## EXERCISE GOAL
Copy the rows below, starting with the line containing "Tag the fish scale" and going on through the end of the rows, substituting "in the image above" for every "in the photo above" and leaving everything else unchanged.

## RECORDS SUPPLIED
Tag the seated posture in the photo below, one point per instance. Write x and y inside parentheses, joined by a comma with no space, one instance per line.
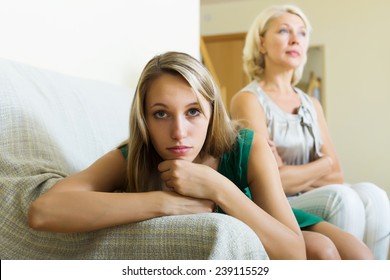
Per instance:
(293,122)
(181,141)
(184,156)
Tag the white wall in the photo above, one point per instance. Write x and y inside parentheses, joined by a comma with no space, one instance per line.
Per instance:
(357,92)
(109,40)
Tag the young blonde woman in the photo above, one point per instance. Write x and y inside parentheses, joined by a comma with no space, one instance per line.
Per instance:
(180,140)
(184,156)
(294,124)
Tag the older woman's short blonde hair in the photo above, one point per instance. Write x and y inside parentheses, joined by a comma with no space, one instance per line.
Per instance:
(142,157)
(253,59)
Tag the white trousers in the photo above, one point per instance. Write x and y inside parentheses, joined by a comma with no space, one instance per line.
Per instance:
(361,209)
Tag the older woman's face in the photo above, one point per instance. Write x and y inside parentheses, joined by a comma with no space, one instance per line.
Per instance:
(285,43)
(177,125)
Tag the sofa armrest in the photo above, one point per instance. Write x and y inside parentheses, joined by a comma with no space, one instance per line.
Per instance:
(197,236)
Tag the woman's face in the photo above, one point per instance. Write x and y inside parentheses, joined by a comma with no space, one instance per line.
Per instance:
(285,42)
(176,124)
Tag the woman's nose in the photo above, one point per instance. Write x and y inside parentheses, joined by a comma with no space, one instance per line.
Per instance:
(294,38)
(179,129)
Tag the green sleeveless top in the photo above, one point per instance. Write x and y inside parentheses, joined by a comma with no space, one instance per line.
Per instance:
(234,165)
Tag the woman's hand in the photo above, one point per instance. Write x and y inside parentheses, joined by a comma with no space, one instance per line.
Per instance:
(191,179)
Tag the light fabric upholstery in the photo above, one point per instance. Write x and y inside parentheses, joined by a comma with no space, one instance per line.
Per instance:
(52,125)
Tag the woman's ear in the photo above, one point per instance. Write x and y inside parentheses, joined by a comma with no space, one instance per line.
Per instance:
(262,49)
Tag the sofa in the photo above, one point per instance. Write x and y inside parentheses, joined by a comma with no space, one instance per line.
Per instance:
(53,125)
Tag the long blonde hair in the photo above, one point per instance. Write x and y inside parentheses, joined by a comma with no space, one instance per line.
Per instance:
(142,157)
(253,59)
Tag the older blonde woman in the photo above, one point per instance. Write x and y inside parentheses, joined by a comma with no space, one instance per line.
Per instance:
(294,124)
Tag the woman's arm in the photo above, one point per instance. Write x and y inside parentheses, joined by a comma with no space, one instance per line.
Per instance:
(86,201)
(295,178)
(269,215)
(335,176)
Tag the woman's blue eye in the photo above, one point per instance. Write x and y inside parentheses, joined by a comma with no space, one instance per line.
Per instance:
(283,30)
(160,114)
(193,112)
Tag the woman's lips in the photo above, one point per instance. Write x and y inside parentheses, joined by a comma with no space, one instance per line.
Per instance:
(293,53)
(179,150)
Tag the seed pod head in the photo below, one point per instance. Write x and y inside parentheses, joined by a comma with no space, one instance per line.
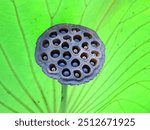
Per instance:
(72,54)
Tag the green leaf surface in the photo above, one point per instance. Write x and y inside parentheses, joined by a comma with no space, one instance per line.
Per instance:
(123,85)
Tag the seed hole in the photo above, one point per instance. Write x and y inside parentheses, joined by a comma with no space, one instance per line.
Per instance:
(44,56)
(85,45)
(65,45)
(87,35)
(75,29)
(55,53)
(84,55)
(62,63)
(53,34)
(86,69)
(95,43)
(52,67)
(66,72)
(93,62)
(67,55)
(95,53)
(63,30)
(67,37)
(45,43)
(56,42)
(77,73)
(76,49)
(77,38)
(75,63)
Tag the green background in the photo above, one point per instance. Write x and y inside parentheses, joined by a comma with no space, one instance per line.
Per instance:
(124,82)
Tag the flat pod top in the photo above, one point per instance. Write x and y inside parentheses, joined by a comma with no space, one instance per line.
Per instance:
(72,54)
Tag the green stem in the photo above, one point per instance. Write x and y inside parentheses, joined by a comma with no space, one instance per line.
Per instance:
(63,104)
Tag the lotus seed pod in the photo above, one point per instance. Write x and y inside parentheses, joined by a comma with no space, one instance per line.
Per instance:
(72,54)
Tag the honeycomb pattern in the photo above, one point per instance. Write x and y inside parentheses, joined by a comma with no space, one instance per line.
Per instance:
(72,54)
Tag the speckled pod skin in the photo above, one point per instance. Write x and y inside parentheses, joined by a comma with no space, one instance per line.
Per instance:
(72,54)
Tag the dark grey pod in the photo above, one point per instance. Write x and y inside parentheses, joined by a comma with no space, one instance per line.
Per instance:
(73,54)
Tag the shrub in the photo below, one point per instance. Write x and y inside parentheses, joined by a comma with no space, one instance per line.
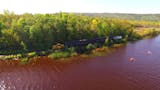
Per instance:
(59,54)
(89,47)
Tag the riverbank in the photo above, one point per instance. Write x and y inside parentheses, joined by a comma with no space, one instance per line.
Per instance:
(91,50)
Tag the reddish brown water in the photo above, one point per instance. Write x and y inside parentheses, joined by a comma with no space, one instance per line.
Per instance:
(135,66)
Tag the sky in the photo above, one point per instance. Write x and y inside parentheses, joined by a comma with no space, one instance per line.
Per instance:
(82,6)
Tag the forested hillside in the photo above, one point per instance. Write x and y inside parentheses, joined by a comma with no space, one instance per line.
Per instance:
(28,32)
(141,17)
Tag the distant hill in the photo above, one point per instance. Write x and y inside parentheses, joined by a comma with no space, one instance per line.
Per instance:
(146,17)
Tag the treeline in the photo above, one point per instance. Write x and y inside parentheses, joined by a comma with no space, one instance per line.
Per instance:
(28,32)
(138,17)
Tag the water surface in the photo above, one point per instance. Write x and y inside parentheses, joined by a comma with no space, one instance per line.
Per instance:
(135,66)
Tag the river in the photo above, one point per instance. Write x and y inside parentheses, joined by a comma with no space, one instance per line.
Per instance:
(135,66)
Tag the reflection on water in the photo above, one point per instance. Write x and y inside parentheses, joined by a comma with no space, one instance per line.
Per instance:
(135,66)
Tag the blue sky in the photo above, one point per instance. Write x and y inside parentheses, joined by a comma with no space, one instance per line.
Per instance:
(99,6)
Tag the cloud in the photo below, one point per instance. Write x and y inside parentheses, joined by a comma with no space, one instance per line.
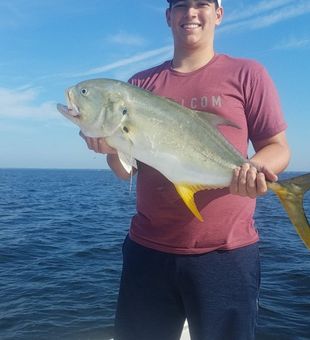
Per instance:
(254,17)
(21,103)
(126,61)
(293,42)
(124,38)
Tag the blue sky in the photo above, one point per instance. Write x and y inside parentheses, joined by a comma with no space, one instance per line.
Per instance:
(49,45)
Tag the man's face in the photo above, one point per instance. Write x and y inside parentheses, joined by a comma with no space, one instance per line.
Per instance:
(193,21)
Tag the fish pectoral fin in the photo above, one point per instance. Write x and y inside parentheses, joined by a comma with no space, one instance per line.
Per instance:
(127,161)
(215,120)
(187,192)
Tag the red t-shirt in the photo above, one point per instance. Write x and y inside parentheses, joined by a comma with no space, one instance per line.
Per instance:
(239,90)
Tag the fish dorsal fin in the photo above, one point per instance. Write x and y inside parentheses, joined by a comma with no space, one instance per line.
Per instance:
(214,119)
(127,161)
(187,191)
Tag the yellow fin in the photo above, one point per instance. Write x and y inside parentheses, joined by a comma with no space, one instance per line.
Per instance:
(187,191)
(291,193)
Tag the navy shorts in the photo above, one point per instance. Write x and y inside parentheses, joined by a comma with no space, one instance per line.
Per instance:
(217,292)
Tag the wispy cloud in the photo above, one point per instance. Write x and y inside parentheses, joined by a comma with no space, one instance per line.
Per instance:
(126,61)
(124,38)
(21,103)
(255,17)
(293,42)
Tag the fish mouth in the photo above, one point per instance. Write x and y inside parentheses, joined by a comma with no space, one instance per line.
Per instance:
(69,111)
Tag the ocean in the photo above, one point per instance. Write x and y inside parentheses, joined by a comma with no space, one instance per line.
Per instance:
(61,233)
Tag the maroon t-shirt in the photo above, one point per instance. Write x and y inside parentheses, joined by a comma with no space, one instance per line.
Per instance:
(239,90)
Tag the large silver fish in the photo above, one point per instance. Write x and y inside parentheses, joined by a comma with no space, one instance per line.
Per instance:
(183,144)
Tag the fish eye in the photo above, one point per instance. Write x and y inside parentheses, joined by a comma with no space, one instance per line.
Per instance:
(84,91)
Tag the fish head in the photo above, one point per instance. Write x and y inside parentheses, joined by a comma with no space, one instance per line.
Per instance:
(97,106)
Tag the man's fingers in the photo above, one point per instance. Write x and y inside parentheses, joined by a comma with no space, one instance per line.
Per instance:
(234,183)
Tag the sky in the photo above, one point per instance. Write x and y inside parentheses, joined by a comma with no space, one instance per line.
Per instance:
(48,45)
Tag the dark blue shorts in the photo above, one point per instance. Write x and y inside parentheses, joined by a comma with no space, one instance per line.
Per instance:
(217,292)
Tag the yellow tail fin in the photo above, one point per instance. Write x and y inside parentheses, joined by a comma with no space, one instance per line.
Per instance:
(187,192)
(291,193)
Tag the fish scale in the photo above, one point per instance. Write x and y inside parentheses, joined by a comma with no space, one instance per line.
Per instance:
(184,145)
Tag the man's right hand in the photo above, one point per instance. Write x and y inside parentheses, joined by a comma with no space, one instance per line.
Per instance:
(98,145)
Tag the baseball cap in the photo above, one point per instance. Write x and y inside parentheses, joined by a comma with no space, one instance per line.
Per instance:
(218,1)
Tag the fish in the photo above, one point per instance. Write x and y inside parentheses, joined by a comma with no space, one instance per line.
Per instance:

## FULL SOLUTION
Tag the fish scale in the image above, one point per instance. Write x and y inside parentheses, joined by a comma with no space, one instance per line.
Per instance:
(184,145)
Tag the man's right hand in the image above, one point per instance. Write x and y inside parentheses, joined by a comma with no space, one instance per line.
Per instance:
(98,145)
Tag the baseball cap in the image above, one point per instance. Write x and y inside parentheses, joined by a comma with no space, one instance per line.
Per instance:
(218,1)
Tag the fish in the image above, one point per instance. Write x and y inside parentheses, joined by a comma with no space, one instance per line.
Per instance:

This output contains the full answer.